▸ STATED EXERCISE 1
Please extract every line of the records that contains the word "below".

▸ DOCUMENT TEXT
========================================

Are you talking about clean builds or incremental builds? Rust developers care far more about the latter, and dependencies should only be monomorphized not rebuilt.

saghm 41 minutes ago | parent [-]

Clean...ish? I might have atypical experience, but over the years I've run into quite a lot of cases where dependencies end up mattering more often than one might expect, and I think that the focus on incremental builds makes sense in theory but unfortunately misses a lot of common experiences in practice.

For starters, any time I'm working on things on multiple branches at once (e.g. fixing a bug on a longer-term stable branch while also simultaneously prototyping a new feature on the development branch), the versions of the dependencies will potentially be different, and while it's certainly possible to try to keep around every possible past build in my `target` directory indefinitely (or cache it with `sccache` for future use), it's just not always something that's feasible. I'd also argue that the way most dependencies are specified in practice isn't by being pinned, but just by specifying the minimum version, and any new dependency being added (or even updating an existing one) can in practice cause a dependency to get bumped when Cargo resolves the lockfile again. (As an aside, I've also noticed a fairly common pattern where people seem to like to specify their dependencies as `x.y` rather than `x.y.z`, which based on the rules Cargo uses will potentially allow minor version updates during resolution rather than just patch versions, and I'm honestly not sure whether this is actually the intent in most cases or due to a misunderstanding about how Cargo resolves versions).

========================================

▸ RECORDS FOR THIS EXERCISE
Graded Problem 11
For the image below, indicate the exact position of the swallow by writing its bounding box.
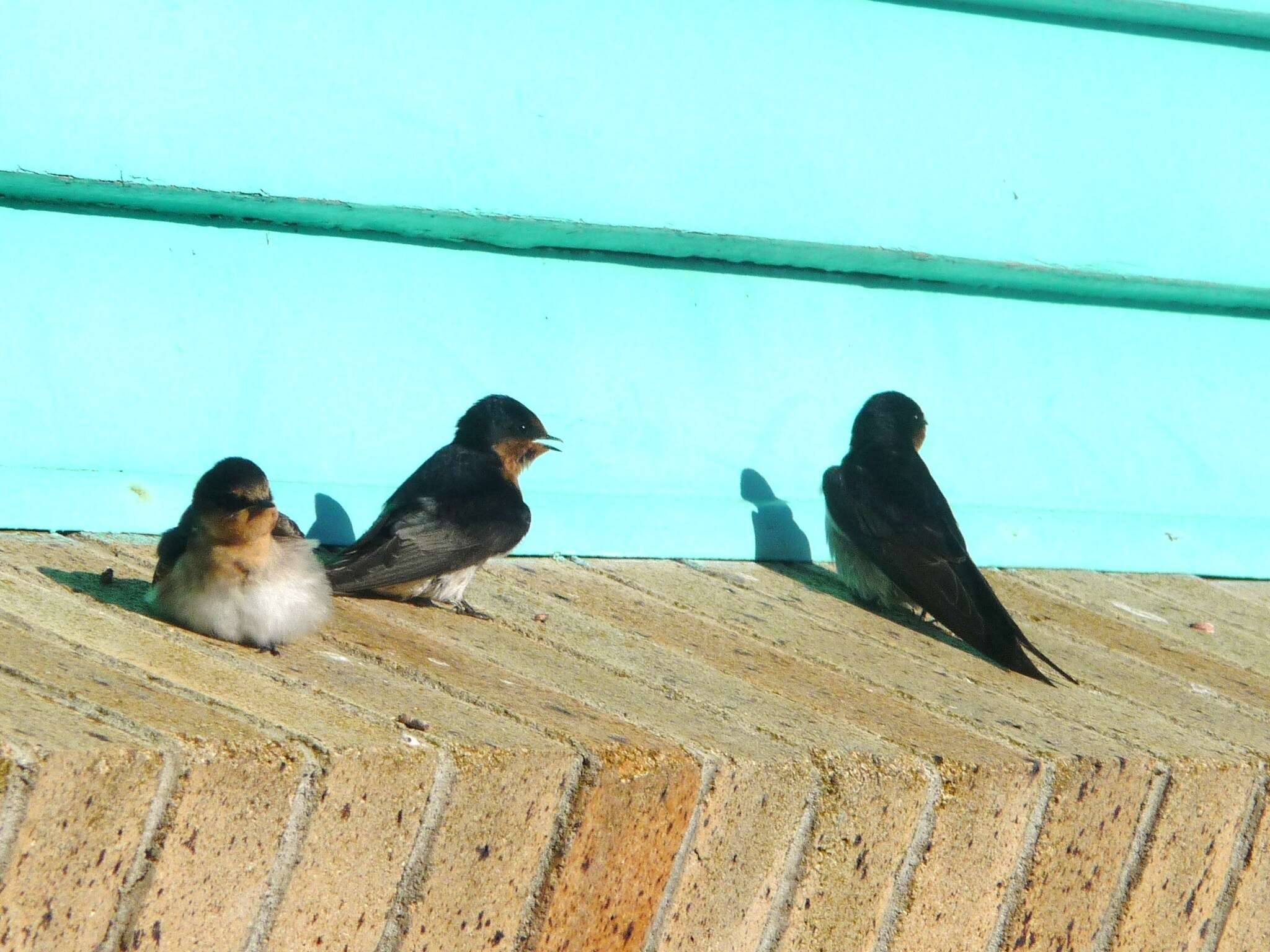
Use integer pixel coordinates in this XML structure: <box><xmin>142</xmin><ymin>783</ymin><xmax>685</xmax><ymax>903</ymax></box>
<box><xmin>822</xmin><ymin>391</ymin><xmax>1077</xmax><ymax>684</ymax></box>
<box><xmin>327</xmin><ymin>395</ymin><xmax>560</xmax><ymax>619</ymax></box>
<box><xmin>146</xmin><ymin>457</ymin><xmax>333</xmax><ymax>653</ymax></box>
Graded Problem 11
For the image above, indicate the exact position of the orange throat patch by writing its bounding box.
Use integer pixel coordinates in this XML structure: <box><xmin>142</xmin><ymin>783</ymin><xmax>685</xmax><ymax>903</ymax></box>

========================================

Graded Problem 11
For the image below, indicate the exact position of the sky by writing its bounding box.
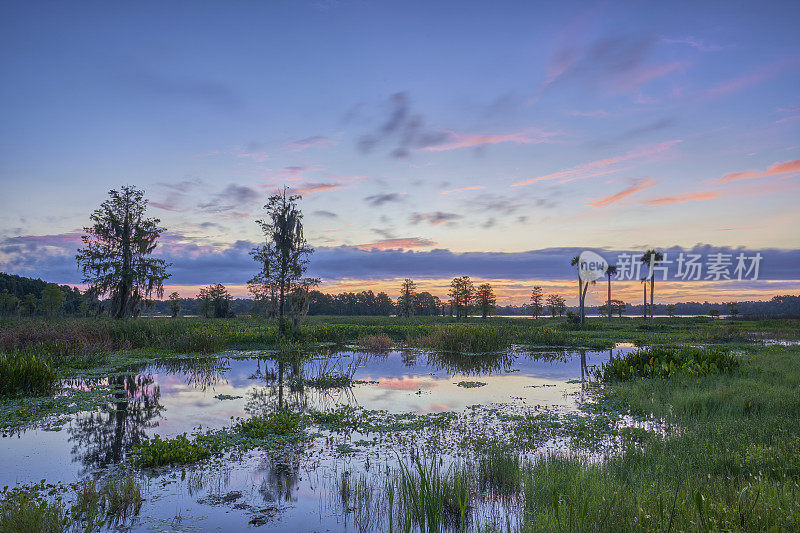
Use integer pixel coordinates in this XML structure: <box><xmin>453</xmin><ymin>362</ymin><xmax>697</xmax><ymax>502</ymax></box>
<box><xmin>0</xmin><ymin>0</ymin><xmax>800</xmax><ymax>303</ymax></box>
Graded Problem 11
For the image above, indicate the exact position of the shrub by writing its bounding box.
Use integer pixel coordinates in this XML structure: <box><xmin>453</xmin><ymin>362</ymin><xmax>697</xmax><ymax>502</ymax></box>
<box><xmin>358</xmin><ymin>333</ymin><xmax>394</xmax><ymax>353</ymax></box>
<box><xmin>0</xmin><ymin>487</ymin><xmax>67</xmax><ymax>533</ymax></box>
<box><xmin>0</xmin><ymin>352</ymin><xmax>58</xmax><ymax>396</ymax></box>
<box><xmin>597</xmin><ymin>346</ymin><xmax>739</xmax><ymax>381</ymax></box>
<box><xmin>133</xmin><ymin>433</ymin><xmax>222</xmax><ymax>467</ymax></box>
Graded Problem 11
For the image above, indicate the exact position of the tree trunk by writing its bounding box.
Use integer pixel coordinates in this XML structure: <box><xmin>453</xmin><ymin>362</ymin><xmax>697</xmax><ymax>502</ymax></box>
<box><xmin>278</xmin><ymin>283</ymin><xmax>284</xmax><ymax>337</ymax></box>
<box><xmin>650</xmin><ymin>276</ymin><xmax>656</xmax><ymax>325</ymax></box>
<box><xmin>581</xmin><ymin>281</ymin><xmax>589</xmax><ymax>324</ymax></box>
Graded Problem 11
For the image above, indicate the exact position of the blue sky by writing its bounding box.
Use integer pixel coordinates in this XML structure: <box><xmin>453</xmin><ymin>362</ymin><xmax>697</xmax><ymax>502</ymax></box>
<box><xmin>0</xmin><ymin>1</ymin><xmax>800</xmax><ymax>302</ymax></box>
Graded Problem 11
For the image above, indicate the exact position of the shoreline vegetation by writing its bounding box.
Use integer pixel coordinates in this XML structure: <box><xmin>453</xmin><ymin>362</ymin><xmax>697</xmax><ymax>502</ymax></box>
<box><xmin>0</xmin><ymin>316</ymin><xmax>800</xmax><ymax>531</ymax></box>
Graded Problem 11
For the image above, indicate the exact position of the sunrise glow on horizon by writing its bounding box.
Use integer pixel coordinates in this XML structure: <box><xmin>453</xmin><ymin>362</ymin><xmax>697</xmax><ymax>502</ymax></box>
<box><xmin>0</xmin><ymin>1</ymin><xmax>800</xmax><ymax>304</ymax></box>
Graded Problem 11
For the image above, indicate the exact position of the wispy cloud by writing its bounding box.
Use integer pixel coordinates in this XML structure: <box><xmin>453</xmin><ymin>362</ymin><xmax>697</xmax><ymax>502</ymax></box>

========================================

▸ STATED EXERCISE 2
Quote the comment on Rust builds from "Clean...ish? I might" to "experiences in practice.".

▸ WRITTEN SOLUTION 1
For the image below, indicate the exact position of the swallow by writing its bounding box.
For the image below, indicate the exact position of the sky by writing its bounding box.

▸ WRITTEN SOLUTION 2
Clean...ish? I might have atypical experience, but over the years I've run into quite a lot of cases where dependencies end up mattering more often than one might expect, and I think that the focus on incremental builds makes sense in theory but unfortunately misses a lot of common experiences in practice.